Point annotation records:

++++++

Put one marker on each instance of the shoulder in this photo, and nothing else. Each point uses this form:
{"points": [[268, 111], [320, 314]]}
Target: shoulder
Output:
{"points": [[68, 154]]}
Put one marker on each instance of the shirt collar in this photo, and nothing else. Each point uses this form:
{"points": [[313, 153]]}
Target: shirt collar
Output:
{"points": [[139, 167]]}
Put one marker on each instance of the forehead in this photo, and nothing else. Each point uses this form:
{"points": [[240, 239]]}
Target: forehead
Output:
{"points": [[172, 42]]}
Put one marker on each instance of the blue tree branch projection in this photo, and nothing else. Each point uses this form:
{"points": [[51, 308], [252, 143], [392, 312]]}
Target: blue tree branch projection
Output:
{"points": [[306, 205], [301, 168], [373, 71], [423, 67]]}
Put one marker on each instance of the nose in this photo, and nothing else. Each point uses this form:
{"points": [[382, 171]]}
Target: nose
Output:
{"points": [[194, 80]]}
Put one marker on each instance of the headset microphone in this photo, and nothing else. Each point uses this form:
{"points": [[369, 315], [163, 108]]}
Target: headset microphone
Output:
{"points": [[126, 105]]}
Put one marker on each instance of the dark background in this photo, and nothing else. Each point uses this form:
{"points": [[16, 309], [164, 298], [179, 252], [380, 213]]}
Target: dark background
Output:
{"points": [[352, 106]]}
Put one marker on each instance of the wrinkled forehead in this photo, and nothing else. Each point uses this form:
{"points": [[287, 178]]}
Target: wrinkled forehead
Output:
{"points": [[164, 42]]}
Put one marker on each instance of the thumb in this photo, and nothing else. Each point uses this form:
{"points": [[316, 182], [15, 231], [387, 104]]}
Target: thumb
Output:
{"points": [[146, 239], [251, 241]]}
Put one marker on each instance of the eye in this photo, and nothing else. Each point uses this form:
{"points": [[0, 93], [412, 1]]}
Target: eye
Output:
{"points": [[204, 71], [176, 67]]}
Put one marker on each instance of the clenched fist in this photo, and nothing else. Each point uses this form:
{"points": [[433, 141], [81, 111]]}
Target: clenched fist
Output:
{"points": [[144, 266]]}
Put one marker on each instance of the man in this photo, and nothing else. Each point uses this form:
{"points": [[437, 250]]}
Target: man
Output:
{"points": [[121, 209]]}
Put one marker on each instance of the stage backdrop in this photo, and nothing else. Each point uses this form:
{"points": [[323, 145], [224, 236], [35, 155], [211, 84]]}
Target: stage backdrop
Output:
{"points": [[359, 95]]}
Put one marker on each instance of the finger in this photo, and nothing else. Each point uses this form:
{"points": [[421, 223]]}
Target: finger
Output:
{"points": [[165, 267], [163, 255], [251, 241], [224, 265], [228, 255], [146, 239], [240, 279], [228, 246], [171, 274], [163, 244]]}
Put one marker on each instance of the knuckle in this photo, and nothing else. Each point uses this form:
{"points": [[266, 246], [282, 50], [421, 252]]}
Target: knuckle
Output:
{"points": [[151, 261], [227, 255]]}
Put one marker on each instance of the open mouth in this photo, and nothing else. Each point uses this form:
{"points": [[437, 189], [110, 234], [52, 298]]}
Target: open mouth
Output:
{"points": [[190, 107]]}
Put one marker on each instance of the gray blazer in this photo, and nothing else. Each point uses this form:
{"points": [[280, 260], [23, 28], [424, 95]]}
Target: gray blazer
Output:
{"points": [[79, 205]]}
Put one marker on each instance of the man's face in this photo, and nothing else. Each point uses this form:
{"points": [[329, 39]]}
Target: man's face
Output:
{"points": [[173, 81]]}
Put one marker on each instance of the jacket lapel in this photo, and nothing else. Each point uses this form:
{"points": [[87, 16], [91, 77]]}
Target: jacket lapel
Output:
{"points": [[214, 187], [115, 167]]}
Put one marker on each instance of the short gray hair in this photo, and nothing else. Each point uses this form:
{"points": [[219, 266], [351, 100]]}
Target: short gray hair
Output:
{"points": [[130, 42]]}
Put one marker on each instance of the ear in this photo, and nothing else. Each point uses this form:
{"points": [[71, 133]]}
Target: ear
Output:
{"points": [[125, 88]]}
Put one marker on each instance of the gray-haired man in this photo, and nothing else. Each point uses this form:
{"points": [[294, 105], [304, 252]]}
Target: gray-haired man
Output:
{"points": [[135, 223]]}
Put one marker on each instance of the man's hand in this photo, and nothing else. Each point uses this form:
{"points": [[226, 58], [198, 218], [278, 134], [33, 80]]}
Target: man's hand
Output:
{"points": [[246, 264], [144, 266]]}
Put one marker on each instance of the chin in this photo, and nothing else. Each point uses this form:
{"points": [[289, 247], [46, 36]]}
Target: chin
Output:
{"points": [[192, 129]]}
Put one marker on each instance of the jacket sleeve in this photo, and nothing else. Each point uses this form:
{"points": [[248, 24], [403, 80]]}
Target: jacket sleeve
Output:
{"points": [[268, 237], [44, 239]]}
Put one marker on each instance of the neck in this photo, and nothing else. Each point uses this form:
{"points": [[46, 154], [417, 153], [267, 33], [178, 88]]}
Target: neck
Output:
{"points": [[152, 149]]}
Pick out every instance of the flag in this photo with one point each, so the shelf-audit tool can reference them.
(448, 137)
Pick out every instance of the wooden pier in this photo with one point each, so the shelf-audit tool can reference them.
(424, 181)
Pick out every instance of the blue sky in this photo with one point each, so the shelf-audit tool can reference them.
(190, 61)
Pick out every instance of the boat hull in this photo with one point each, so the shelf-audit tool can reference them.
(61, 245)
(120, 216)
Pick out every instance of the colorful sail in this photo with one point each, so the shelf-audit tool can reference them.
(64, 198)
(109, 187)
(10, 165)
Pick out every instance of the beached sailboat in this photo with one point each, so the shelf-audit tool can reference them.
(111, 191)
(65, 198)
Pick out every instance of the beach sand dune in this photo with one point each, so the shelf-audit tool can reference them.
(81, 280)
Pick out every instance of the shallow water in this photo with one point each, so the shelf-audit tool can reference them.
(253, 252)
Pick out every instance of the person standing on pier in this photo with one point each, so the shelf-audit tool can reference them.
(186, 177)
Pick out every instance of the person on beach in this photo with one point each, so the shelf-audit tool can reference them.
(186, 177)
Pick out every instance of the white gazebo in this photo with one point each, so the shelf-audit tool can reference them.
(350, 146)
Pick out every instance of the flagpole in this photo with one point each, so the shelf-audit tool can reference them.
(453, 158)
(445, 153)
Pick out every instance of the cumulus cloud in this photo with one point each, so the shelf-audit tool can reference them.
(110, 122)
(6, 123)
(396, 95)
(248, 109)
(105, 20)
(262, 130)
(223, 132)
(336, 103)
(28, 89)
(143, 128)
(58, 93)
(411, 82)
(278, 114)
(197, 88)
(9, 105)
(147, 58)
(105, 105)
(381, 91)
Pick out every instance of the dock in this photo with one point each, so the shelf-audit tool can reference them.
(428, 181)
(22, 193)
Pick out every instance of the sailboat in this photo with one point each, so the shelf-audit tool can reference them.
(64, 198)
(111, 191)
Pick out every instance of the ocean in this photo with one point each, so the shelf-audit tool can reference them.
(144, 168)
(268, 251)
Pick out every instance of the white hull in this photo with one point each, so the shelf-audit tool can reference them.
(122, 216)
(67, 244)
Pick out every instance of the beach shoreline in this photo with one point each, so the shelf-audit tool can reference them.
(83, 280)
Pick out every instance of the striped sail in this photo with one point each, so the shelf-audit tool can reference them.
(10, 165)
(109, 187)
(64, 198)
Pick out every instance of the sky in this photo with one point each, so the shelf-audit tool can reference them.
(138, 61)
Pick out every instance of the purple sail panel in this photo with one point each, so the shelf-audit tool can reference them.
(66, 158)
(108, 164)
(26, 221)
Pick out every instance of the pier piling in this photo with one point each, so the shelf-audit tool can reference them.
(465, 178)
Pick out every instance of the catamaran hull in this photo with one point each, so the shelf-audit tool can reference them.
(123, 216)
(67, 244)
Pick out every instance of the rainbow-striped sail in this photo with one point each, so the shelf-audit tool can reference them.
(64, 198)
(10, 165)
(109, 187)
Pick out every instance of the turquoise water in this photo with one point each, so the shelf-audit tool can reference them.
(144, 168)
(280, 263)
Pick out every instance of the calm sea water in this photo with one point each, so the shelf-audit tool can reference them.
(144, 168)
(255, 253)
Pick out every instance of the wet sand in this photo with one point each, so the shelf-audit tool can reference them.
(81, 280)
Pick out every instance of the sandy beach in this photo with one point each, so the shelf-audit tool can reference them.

++++++

_YOUR INSTRUCTIONS_:
The line containing "Pick out every instance of the sky" and every line after it, through the end of the records, should be repeated exactly and alone.

_WRITTEN ANSWER_:
Pick out every instance of the sky in this photo with one point each, so the shelf-audit tool can reference them.
(138, 61)
Pick out every instance of the purple sail panel in this photo with one point each, so the shelf-audit tool can reference them.
(66, 158)
(108, 164)
(26, 221)
Pick out every instance of the pier piling in this photo with one point each, so the shelf-audit tool can reference them.
(465, 178)
Pick out every instance of the catamaran hull in this photo with one point each, so the shelf-audit tool can reference them.
(123, 216)
(67, 244)
Pick out every instance of the rainbow-striped sail in this photo with one point each, so the shelf-audit tool can reference them.
(64, 198)
(10, 165)
(109, 187)
Pick out every instance of the turquoise water in this photo with one point each, so the shelf-audit tool can reference them.
(144, 168)
(280, 263)
Pick out every instance of the calm sea water in this photo with one point each, so the shelf-audit tool can reference them.
(144, 168)
(255, 253)
Pick out every instance of the wet sand in this photo with one point each, so the shelf-audit tool can reference them.
(81, 280)
Pick out every instance of the sandy beach in this photo with one point each, so the shelf-audit tool can reference them.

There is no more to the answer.